* [WRITTEN EXERCISE]:
Below is a block of data; give all of it again word for word.

--- START ---

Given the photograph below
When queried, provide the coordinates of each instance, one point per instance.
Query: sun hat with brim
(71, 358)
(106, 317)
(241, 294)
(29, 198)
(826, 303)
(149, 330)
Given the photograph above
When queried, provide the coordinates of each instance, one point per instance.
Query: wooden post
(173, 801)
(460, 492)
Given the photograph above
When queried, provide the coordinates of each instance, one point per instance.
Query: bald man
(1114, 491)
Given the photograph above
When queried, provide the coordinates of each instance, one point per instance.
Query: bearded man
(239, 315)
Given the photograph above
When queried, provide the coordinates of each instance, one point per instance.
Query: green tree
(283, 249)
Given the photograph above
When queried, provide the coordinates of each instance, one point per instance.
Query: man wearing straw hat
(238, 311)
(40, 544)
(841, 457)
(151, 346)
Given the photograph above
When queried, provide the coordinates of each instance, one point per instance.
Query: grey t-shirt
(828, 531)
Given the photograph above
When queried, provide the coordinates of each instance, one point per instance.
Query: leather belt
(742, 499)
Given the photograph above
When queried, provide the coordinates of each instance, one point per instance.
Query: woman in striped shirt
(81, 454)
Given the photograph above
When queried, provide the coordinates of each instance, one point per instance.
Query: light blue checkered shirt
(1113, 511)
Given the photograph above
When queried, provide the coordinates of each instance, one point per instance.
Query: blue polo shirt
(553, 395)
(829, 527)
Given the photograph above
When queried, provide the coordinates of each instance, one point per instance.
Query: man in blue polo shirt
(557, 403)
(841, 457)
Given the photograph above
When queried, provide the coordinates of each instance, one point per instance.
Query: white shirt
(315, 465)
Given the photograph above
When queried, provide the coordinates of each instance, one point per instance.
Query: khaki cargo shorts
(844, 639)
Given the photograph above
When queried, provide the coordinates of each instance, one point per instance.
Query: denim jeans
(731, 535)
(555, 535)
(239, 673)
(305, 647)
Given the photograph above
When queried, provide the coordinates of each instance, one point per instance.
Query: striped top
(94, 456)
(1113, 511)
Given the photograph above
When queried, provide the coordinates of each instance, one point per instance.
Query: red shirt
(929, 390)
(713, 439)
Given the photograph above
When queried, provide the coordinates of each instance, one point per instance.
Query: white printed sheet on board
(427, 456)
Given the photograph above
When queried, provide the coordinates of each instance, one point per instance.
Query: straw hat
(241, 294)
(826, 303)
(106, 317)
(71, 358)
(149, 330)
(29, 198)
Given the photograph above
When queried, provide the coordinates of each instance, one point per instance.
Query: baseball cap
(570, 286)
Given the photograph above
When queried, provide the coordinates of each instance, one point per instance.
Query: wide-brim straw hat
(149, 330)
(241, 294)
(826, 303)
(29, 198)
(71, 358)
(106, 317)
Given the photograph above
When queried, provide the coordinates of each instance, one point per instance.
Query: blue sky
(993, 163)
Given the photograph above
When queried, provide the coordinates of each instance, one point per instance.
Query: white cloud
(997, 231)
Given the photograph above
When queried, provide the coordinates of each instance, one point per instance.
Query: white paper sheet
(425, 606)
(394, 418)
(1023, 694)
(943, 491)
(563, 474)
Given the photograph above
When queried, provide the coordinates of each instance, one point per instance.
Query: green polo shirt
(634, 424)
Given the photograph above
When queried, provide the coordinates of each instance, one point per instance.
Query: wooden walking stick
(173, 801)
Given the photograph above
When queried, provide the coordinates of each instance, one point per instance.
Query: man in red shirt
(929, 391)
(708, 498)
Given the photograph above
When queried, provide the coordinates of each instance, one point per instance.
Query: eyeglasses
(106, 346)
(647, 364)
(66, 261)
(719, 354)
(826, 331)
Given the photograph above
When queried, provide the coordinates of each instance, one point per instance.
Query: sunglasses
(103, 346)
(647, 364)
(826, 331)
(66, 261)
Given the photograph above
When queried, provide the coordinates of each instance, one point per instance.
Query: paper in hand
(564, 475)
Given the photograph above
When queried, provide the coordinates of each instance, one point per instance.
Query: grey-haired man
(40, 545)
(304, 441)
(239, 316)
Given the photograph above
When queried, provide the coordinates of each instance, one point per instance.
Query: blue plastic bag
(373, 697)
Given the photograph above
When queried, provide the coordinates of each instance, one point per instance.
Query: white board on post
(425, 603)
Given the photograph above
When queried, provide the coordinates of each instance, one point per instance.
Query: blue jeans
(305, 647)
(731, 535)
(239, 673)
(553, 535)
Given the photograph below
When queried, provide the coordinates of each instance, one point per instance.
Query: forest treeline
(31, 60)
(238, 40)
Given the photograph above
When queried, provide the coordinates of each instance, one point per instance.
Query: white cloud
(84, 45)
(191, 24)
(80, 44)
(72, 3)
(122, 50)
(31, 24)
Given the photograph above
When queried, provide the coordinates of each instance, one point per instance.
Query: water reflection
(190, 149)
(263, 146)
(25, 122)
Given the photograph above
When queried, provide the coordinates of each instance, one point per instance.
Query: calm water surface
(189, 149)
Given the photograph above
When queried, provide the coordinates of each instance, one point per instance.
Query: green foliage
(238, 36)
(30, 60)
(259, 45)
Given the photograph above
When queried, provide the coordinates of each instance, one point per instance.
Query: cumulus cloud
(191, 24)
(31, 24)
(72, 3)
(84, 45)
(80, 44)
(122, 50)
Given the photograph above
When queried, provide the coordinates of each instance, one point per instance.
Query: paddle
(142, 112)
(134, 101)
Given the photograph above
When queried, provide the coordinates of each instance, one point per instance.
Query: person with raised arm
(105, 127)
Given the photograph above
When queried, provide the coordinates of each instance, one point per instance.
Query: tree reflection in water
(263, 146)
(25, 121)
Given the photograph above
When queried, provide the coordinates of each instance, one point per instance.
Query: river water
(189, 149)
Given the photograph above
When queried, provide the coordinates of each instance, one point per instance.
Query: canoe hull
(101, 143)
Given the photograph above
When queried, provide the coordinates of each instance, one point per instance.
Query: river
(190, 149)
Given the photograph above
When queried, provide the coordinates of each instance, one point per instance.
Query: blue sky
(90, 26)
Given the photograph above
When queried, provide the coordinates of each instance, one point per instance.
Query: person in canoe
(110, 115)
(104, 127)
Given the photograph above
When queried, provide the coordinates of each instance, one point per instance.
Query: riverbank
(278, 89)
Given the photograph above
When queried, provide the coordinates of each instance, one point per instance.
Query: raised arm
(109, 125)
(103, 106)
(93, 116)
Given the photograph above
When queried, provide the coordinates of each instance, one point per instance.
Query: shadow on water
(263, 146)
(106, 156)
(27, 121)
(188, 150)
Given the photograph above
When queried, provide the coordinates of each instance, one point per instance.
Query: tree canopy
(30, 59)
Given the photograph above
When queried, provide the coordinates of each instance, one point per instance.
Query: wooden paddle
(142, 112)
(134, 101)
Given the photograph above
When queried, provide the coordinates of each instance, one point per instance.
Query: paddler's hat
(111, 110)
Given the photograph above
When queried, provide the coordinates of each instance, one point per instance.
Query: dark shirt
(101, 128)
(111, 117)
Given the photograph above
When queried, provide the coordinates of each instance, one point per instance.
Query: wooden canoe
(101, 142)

--- END ---

* [ANSWER FOR THE TASK]:
Given the photograph below
When queried, provide the coordinates of each instance, one point per instance.
Query: sun hat with brim
(71, 358)
(106, 317)
(241, 294)
(29, 198)
(826, 303)
(149, 330)
Given the photograph above
When queried, provide the coordinates of each instance, one point per instance.
Query: wooden post
(173, 801)
(460, 492)
Given the photograph above
When queried, provide the coordinates of each instance, one point per instance.
Query: bald man
(1114, 491)
Given the photograph above
When queried, provide the coordinates of each instance, one point per instance.
Query: bearded man
(239, 315)
Given the photograph above
When queried, provide the coordinates of each instance, one point per instance.
Query: green tree
(283, 249)
Given the photograph above
When queried, provide the coordinates of each instance, one point per instance.
Query: man wearing straw hat
(238, 311)
(40, 544)
(841, 457)
(151, 346)
Given the photograph above
When queried, provide the coordinates of each instance, one point per instance.
Query: grey t-shirt
(828, 531)
Given the photograph above
When queried, provide the coordinates of each instance, one point per instance.
Query: leather belt
(742, 499)
Given the photograph above
When queried, provide the coordinates of each instance, one point per instance.
Query: woman in striped shirt
(81, 454)
Given the photograph above
When queried, provide the coordinates of each instance, one point per instance.
Query: light blue checkered shirt
(1113, 511)
Given the photograph above
When queried, provide the coordinates of each instance, one point per instance.
Query: blue polo shirt
(553, 395)
(829, 527)
Given the photograph above
When queried, provide the coordinates of each instance, one point per instance.
Query: man in blue polo shirt
(557, 403)
(841, 457)
Given the photograph above
When queried, provide the coordinates of each instance, one point per instance.
Query: white shirt
(315, 465)
Given the photograph above
When queried, provide the coordinates of each instance, one point per instance.
Query: khaki cargo shorts
(844, 639)
Given the photograph above
When queried, provide the coordinates of each instance, one point per instance.
Query: denim jeans
(731, 535)
(555, 535)
(239, 673)
(305, 647)
Given the photograph above
When queried, provide the coordinates of each instance, one point per instance.
Query: striped top
(94, 456)
(1113, 511)
Given the photograph above
When queried, provide the coordinates of each instance, one point per instance.
Query: red shirt
(929, 390)
(713, 439)
Given the photograph above
When queried, provide the coordinates of each instance, one point per instance.
Query: white printed sheet on board
(427, 456)
Given the photograph above
When queried, provide the coordinates of each instance, one point per instance.
Query: straw hat
(241, 294)
(826, 303)
(106, 317)
(71, 358)
(149, 330)
(29, 198)
Given the photograph above
When queried, provide the coordinates of each instance, one point per instance.
Query: baseball cap
(570, 286)
Given the photograph above
When queried, provide the coordinates of each instance, one point per instance.
Query: wide-brim straw hat
(149, 330)
(241, 294)
(826, 303)
(29, 198)
(71, 358)
(106, 317)
Given the photograph above
When queried, provide the coordinates of each instance, one point per instance.
Query: blue sky
(993, 163)
Given the photograph above
When queried, provide the coordinates of each instance, one point per instance.
Query: white cloud
(997, 231)
Given the photograph above
When queried, provide the coordinates of each instance, one point per instance.
Query: white paper sheet
(425, 606)
(394, 418)
(1023, 694)
(943, 491)
(563, 474)
Given the photograph above
When queried, provide the coordinates of each instance, one point per instance.
Query: green polo shirt
(634, 424)
Given the photograph above
When queried, provide the coordinates of each instance, one point per instance.
Query: wooden walking stick
(173, 801)
Given the photograph above
When queried, provide the coordinates of each instance, one point per instance.
Query: man in red shirt
(929, 391)
(708, 498)
Given the photograph above
When queried, provide the coordinates of each instance, one point per instance.
Query: eyeglasses
(106, 346)
(647, 364)
(66, 261)
(719, 354)
(826, 331)
Given the photograph above
When queried, provide the coordinates of each instance, one point per instance.
Query: sunglasses
(103, 346)
(647, 364)
(826, 331)
(66, 261)
Given the photograph above
When queried, provide the coordinates of each instance, one point per instance.
Query: paper in hand
(564, 475)
Given the photograph above
When queried, provide the coordinates of each instance, one point per instance.
Query: grey-haired man
(40, 545)
(304, 441)
(239, 316)
Given the photograph above
When queried, provide the coordinates of each instance, one point per instance.
Query: blue plastic bag
(373, 697)
Given the photograph above
When queried, provide the coordinates of each instance, one point per instance.
Query: white board on post
(425, 603)
Given the photograph above
When queried, provide the coordinates of each instance, one point per instance.
Query: blue jeans
(305, 647)
(731, 535)
(239, 673)
(553, 535)
Given the photograph below
When queried, provide the coordinates of each instance, one point per instance.
Query: forest treeline
(31, 60)
(238, 40)
Given the photograph above
When queried, provide the coordinates of each instance, one point per instance.
Query: white cloud
(84, 45)
(191, 24)
(80, 44)
(72, 3)
(122, 50)
(31, 24)
Given the photograph above
When queried, provide the coordinates of each instance, one point per instance.
Query: water reflection
(190, 149)
(263, 146)
(25, 122)
Given the photograph above
When queried, provide the coordinates of each instance, one point per instance.
Query: calm water surface
(189, 149)
Given the photograph above
When queried, provide the coordinates of each instance, one point per instance.
Query: green foliage
(238, 36)
(30, 60)
(259, 45)
Given the photograph above
When queried, provide the coordinates of each instance, one point per instance.
Query: cumulus cloud
(191, 24)
(31, 24)
(72, 3)
(84, 45)
(80, 44)
(122, 50)
Given the photograph above
When queried, provide the coordinates of each instance, one point per instance.
Query: paddle
(142, 112)
(134, 101)
Given the photograph above
When queried, provide the coordinates of each instance, one point per instance.
Query: person with raised arm
(105, 127)
Given the photograph above
When queried, provide the coordinates of each instance, one point per instance.
Query: tree reflection in water
(263, 146)
(25, 121)
Given the photograph above
When queried, provide the coordinates of each instance, one point per instance.
Query: river water
(189, 149)
Given the photograph above
When queried, provide the coordinates of each instance, one point per instance.
Query: canoe hull
(101, 143)
Given the photograph above
When queried, provide the coordinates of each instance, one point per instance.
Query: river
(190, 149)
Given the photograph above
When queried, provide the coordinates of each instance, one point per instance.
Query: blue sky
(90, 26)
Given the photograph above
When queried, provide the coordinates of each instance, one point per instance.
Query: person in canoe
(110, 115)
(104, 127)
Given the photograph above
When queried, provide the coordinates of each instance, one point per instance.
Query: riverbank
(278, 89)
Given the photograph above
When queried, provide the coordinates of each instance, one point per instance.
Query: raised arm
(109, 125)
(103, 106)
(93, 116)
Given the photograph above
When queried, provide the coordinates of each instance, one point per instance.
Query: shadow on water
(263, 146)
(106, 156)
(27, 121)
(188, 150)
Given the photograph above
When queried, provide the coordinates of each instance, one point per instance.
Query: tree canopy
(30, 59)
Given the photograph above
When queried, provide the coordinates of each instance, one point per instance.
Query: wooden paddle
(142, 112)
(134, 101)
Given the photograph above
When queried, provide the coordinates of each instance, one point per instance.
Query: paddler's hat
(111, 110)
Given the photograph above
When queried, provide the coordinates of each instance, one point per instance.
Query: dark shirt
(101, 128)
(111, 117)
Given the photograph above
When queried, provide the coordinates of each instance, one point per instance.
Query: wooden canoe
(101, 142)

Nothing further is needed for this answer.